_Enunciado del ejercicio 1_
Copie literalmente el tramo de los registros que comienza en la línea que contiene "shrub, as integer pixel positions." y se extiende hasta el final de los registros, con ambos extremos incluidos.

_Texto del documento_
********

Señora nuestra
Notre-Dame ardió. Fuimos testigos de la historia, aunque nadie quería ocupar ese rol. La vimos entre las llamas. Analicemos por qué fuimos espectadores. Notre-Dame fue un proyecto conjunto entre la monarquía francesa y el poder eclesiástico.
El objetivo perfecto durante la Revolución en 1789. Cuando el pueblo se levantó contra sus antiguos dueños. Cuando quisieron terminar con cualquier elemento del Antiguo Régimen. Fue saqueada. Varias de sus esculturas decapitadas.
Y sin embargo se mantuvo de pie. Durante la I Guerra Mundial. De pie. Durante la ocupación Nazi. De pie. Ante la amenaza del terrorismo. De pie. En la entrada no había pertenencia que no fuera revisada. Alertas.
Y de repente, un error. Una falla humana. Lo ocurrido es un recordatorio de nuestra fragilidad. El caos que hemos, aparentemente domado, resurge. Con fuerza. Y ante eso, ni mil años de historia, ni el monumento más cuidado resiste.

********

_Registros de origen_
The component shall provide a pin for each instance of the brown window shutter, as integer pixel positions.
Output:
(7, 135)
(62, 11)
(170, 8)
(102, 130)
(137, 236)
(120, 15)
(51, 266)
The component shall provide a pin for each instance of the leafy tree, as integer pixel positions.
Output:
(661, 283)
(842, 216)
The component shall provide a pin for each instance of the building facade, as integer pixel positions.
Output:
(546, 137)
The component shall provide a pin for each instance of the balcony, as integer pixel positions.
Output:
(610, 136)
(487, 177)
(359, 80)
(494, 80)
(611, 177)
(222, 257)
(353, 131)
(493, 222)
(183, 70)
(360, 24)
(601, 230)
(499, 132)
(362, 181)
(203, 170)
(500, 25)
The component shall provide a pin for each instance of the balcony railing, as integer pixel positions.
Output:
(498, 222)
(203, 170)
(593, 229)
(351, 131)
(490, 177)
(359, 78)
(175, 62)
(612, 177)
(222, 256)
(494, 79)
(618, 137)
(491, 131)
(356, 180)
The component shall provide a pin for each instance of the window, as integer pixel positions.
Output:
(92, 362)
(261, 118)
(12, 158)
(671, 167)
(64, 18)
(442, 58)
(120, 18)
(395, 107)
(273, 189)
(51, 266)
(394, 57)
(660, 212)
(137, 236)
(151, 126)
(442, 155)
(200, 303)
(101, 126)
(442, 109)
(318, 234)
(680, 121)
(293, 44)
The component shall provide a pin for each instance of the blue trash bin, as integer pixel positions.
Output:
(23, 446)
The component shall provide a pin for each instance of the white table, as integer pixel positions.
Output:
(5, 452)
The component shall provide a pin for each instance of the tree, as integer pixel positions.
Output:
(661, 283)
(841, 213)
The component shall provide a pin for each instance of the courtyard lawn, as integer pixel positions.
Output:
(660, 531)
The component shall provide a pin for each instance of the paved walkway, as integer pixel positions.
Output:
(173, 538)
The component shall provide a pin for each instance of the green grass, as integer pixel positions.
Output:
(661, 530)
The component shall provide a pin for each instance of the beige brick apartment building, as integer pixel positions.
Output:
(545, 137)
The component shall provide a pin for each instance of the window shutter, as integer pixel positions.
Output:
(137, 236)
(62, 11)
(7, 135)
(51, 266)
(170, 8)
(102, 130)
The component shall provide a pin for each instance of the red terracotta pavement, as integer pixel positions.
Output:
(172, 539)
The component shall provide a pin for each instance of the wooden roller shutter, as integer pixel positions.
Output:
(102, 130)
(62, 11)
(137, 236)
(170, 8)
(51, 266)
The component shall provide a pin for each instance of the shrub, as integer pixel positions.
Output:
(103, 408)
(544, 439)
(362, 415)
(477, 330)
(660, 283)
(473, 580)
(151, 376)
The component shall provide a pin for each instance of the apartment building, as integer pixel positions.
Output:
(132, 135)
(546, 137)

********

_Enunciado del ejercicio 2_
Repita íntegro y sin ninguna alteración el texto sobre Notre-Dame.

_Resultado del ejercicio 1_
The component shall provide a pin for each instance of the shrub, as integer pixel positions.
Output:
(103, 408)
(544, 439)
(362, 415)
(477, 330)
(660, 283)
(473, 580)
(151, 376)
The component shall provide a pin for each instance of the apartment building, as integer pixel positions.
Output:
(132, 135)
(546, 137)

_Resultado del ejercicio 2_
Señora nuestra
Notre-Dame ardió. Fuimos testigos de la historia, aunque nadie quería ocupar ese rol. La vimos entre las llamas. Analicemos por qué fuimos espectadores. Notre-Dame fue un proyecto conjunto entre la monarquía francesa y el poder eclesiástico.
El objetivo perfecto durante la Revolución en 1789. Cuando el pueblo se levantó contra sus antiguos dueños. Cuando quisieron terminar con cualquier elemento del Antiguo Régimen. Fue saqueada. Varias de sus esculturas decapitadas.
Y sin embargo se mantuvo de pie. Durante la I Guerra Mundial. De pie. Durante la ocupación Nazi. De pie. Ante la amenaza del terrorismo. De pie. En la entrada no había pertenencia que no fuera revisada. Alertas.
Y de repente, un error. Una falla humana. Lo ocurrido es un recordatorio de nuestra fragilidad. El caos que hemos, aparentemente domado, resurge. Con fuerza. Y ante eso, ni mil años de historia, ni el monumento más cuidado resiste.